══ SOURCE DOCUMENT

Mark Eugene Amodei ( ; born June 12, 1958) is an American lawyer and politician serving as the U.S. representative for Nevada's 2nd congressional district since 2011. The only Republican in Nevada's congressional delegation since 2019, Amodei served in the Nevada Assembly from 1997 to 1999 and in the Nevada Senate, representing the Capital District, from 1999 to 2011.

Amodei chaired the Nevada Republican Party from 2010 until 2011, when he stepped down to run in the September 13, 2011, special election to succeed Dean Heller (who had been appointed to the U.S. Senate) as the U.S. representative for the state's 2nd congressional district. In 2019, Amodei became the dean of Nevada's congressional delegation and its sole Republican member after Heller lost his bid for reelection to the Senate.

Early life, education and military service
Amodei was born in Carson City, Nevada, the son of Joy LaRhe (née Longero) and Donald Mark Amodei. His father was of half Italian and half Irish descent, and one of his maternal great-grandfathers was Italian. Amodei graduated from Carson High School in 1976, where he was student class president. He graduated from the University of Nevada in 1980 with a B.A. in political science, and received his J.D. degree from the University of the Pacific McGeorge School of Law in 1983.

When Amodei entered the U.S. Army, he had not yet passed the bar exam, so he was assigned to an artillery unit. He attended The JAG School at the University of Virginia and entered U.S. Army JAG Corps after passing the bar. He became an Army JAG Corps officer prosecuting criminal matters, an Assistant U.S. Attorney and Assistant Post Judge Advocate. He was awarded the Army Achievement Medal, the Army Commendation Medal and the Meritorious Service Medal. He served with the United States Army Judge Advocate General Corps from 1983 to 1987. He returned home to become an attorney with the law firms Allison MacKenzie in Carson City and Kummer Kaempfer Bonner Renshaw and Ferrario (now Kaempfer Crowell) in Reno. He served as a lawyer with Allison, MacKenzie from 1987 to 2004 and with Kummer from 2004 to 2007.

As a lawyer, Amodei has been a sole practitioner since 2009. He served as president of the Nevada Mining Association from 2007 to 2008.

════
══ DATA PROVIDED

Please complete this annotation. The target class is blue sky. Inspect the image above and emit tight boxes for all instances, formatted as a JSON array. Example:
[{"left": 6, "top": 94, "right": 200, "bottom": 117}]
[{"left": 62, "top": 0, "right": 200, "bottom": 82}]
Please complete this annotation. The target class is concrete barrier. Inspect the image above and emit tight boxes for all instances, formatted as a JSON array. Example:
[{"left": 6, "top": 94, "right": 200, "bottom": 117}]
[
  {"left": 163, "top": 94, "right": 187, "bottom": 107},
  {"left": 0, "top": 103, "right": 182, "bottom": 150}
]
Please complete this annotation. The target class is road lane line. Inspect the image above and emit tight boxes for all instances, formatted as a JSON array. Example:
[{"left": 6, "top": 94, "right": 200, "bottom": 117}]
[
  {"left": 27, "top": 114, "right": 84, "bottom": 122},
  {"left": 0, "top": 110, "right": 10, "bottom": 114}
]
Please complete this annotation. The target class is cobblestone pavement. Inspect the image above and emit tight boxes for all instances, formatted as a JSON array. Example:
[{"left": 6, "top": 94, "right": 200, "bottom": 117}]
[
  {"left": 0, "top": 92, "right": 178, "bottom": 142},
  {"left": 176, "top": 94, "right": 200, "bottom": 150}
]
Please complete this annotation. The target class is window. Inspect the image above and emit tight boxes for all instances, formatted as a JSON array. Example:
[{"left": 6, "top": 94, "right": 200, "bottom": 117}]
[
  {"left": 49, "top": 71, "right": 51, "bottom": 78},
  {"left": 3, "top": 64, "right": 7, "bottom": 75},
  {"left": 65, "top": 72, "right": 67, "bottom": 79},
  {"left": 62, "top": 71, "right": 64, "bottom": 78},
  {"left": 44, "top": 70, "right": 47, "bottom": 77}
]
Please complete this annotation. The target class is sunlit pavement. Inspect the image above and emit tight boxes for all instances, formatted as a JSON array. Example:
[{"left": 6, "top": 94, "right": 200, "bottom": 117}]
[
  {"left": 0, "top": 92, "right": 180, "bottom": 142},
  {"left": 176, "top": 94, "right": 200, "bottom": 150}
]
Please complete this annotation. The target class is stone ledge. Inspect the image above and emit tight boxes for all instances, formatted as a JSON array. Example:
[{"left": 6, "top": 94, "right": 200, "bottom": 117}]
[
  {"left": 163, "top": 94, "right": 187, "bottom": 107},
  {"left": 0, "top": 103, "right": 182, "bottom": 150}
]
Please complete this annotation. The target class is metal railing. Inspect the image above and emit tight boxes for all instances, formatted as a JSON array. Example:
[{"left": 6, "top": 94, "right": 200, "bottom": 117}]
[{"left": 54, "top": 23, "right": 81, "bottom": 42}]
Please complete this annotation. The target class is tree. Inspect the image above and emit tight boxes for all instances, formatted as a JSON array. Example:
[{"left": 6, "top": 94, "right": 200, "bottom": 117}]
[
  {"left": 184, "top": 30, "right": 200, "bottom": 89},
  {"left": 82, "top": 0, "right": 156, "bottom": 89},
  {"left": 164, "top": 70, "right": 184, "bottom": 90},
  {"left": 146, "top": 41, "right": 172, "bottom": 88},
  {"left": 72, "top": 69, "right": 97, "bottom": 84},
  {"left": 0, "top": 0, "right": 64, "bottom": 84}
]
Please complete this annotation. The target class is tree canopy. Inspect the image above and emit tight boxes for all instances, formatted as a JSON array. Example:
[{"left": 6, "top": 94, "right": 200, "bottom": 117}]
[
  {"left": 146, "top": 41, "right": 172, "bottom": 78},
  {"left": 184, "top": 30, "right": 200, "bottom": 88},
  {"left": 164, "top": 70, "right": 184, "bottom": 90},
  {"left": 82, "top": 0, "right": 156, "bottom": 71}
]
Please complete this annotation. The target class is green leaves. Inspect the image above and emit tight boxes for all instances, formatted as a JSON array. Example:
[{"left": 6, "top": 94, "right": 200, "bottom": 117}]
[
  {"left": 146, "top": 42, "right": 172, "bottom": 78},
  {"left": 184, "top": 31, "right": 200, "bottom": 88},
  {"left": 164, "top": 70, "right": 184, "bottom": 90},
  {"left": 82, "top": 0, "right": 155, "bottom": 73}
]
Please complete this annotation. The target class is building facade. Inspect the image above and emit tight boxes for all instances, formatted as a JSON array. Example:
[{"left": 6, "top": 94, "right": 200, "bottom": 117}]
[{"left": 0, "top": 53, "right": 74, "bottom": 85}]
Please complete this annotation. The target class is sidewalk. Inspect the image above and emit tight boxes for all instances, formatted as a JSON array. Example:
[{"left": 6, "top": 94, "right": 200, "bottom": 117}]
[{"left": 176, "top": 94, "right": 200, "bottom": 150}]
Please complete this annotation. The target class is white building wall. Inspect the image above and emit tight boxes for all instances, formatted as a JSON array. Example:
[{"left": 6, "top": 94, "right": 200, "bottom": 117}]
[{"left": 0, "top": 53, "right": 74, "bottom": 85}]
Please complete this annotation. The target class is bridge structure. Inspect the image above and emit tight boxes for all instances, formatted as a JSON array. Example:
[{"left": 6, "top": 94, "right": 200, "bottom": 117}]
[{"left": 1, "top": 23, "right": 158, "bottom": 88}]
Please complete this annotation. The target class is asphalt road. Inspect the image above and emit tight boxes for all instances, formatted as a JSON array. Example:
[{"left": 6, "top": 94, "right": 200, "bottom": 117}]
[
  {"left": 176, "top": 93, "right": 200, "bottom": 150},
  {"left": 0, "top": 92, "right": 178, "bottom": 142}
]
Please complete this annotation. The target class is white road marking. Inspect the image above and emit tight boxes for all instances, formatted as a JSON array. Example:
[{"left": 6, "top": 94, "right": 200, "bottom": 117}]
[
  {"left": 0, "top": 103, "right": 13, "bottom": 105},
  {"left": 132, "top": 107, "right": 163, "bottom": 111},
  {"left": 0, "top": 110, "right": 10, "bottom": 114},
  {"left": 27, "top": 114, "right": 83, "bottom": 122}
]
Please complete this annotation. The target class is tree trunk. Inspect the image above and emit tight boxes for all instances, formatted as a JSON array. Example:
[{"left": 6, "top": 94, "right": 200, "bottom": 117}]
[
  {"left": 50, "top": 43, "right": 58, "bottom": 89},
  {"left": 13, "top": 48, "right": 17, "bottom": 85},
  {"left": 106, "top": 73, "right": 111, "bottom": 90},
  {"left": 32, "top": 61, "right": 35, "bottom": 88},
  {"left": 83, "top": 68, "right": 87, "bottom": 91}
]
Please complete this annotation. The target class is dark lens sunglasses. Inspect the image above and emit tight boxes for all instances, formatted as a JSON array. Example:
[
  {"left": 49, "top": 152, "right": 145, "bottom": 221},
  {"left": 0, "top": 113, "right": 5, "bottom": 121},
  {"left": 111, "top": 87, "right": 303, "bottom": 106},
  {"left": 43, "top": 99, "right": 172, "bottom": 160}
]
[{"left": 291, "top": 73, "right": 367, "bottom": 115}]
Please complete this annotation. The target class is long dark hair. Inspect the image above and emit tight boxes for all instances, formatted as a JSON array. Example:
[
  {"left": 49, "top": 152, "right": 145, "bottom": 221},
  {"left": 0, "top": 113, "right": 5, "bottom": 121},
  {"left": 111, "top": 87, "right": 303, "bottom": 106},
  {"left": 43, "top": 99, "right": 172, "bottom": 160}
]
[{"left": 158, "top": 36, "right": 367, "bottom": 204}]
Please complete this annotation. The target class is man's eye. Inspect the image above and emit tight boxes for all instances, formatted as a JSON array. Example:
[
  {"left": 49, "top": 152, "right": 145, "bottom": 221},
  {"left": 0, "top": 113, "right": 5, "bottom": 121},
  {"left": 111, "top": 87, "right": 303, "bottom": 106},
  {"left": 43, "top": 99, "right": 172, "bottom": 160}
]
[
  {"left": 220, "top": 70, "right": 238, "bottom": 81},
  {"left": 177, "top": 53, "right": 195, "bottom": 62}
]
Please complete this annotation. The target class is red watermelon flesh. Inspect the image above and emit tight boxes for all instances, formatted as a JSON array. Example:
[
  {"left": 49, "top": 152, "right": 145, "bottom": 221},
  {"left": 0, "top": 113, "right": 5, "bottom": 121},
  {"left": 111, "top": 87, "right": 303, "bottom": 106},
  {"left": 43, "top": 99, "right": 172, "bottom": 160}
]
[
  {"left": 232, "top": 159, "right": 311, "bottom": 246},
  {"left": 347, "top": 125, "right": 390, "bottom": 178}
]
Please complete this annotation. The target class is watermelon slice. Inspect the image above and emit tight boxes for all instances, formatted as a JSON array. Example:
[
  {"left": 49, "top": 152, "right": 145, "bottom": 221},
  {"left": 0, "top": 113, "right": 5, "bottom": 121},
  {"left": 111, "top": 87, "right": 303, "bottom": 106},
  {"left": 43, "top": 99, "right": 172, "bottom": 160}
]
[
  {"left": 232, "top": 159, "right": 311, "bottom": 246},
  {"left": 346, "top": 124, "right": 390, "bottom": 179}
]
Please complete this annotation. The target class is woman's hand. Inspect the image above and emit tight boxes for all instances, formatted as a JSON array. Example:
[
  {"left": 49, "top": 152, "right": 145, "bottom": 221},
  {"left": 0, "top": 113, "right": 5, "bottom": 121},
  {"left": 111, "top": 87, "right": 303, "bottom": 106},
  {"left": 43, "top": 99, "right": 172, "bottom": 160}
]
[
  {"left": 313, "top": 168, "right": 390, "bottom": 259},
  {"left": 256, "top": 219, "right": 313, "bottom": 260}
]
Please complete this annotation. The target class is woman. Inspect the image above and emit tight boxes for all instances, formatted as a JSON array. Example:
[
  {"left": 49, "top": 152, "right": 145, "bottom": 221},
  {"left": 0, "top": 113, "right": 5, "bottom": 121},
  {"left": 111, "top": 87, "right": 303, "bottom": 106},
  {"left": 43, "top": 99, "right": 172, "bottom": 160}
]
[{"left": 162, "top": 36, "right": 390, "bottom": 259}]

════

• **CHECK YOUR UNDERSTANDING**:
• 1. Answer these questions from the Mark Amodei biography.
(a) In what year did Amodei graduate from Carson High School?
(b) What is the law firm Kummer Kaempfer Bonner Renshaw and Ferrario now called?
(c) During which years did Amodei chair the Nevada Republican Party?
• 2. Carry on the Mark Amodei biography from its final sentence.

• **RESPONSES FOR EACH TASK**:
• 1.
(a) 1976
(b) Kaempfer Crowell
(c) From 2010 until 2011

• 2.
Nevada legislature

Elections
In 1996, Amodei was elected to the Nevada Assembly, representing Carson City. In 1998, he ran for the Nevada Senate in the Capital District. He defeated incumbent Democratic State Senator Ernie Adler, 52%–48%. In 2002, he was reelected to a second term with 84% of the vote. In 2006, he was reelected to a third term with 78% of the vote.

Tenure
Amodei was named the Outstanding Freshman Legislator in 1997. He was selected to serve as president pro tempore of the Nevada Senate from 2003 to 2008.

2003 tax increase

In 2003 Amodei and Terry Care co-authored a plan to increase taxes in Nevada by $1 billion. The plan was offered as an alternative to Governor Kenny Guinn's plan, which called for over $1 billion in revenue increases. The final plan raised taxes by $873 million.

Collective bargaining
In 2009, Amodei supported a proposal to expand collective bargaining rights for state workers, who he believed were unfairly treated during the budget process.

Gas tax
In 2009, Amodei sponsored a bill that would have allowed for a gas tax increase in Washoe County; the plan gained public approval in an advisory vote.

Medical liability reform
In 2003, Amodei voted against a tort reform bill that would have changed Nevada's medical liability law. He was the only Republican senator to vote against the bill.

Committee assignments
Amodei has served on the Legislative Commission, the Education Commission of the States, the Public Lands Committee, the Tahoe Regional Planning Agency Legislative Oversight Committee, as vice chair of the Governor's Task Force on Access to Public Health Care, as chair of the Education Technology Committee, and as a member of the Nevada Supreme Court's committee on court funding.

2010 U.S. Senate election

Amodei ran for the Republican nomination for U.S. Senate against Democrat Harry Reid, the Majority Leader. He dropped out before election day, as State Assemblywoman Sharron Angle won the primary and lost the general election to Reid.

U.S. House of Representatives

Elections

2011

On September 13, 2011, Nevada's 2nd congressional district elected Amodei to replace U.S. Representative Dean Heller. Heller had been appointed to fill John Ensign's seat in the U.S. Senate after Ensign resigned from the position. Amodei announced his bid for the congressional seat in May 2011. The next month, he won the Republican nomination by taking 221 out of 323 ballots. In the primary, he defeated State Senator Greg Brower, who received 56 votes, and U.S. Navy veteran Kirk Lippold, who received 46 votes.

Amodei defeated Democratic nominee Kate Marshall 58%–36%. He won every county in the district.

2012

Amodei ran for a full term against Democrat Samuel Koepnick, an information technology employee for the State of Nevada. He was endorsed by the National Rifle Association (NRA). He did so in a district that had been made slightly more compact than its predecessor in redistricting. It lost almost all of its southern portion to the new 4th district. Even so, it was still the eighth-largest district in the country that did not cover an entire state.

Amodei defeated Koepnick 58%–36%. He won every county in the district.

2014

Amodei ran for reelection to his second full term. He defeated Democrat Kristen Spees, 65.8% to 27.9%.

2016

Amodei ran for reelection to a third full term. He defeated Democrat Chip Evans, 58.3% to 36.9%.

2018

Amodei ran for reelection to a fourth full term. He defeated Democrat Clint Koble, 58.2% to 41.8%.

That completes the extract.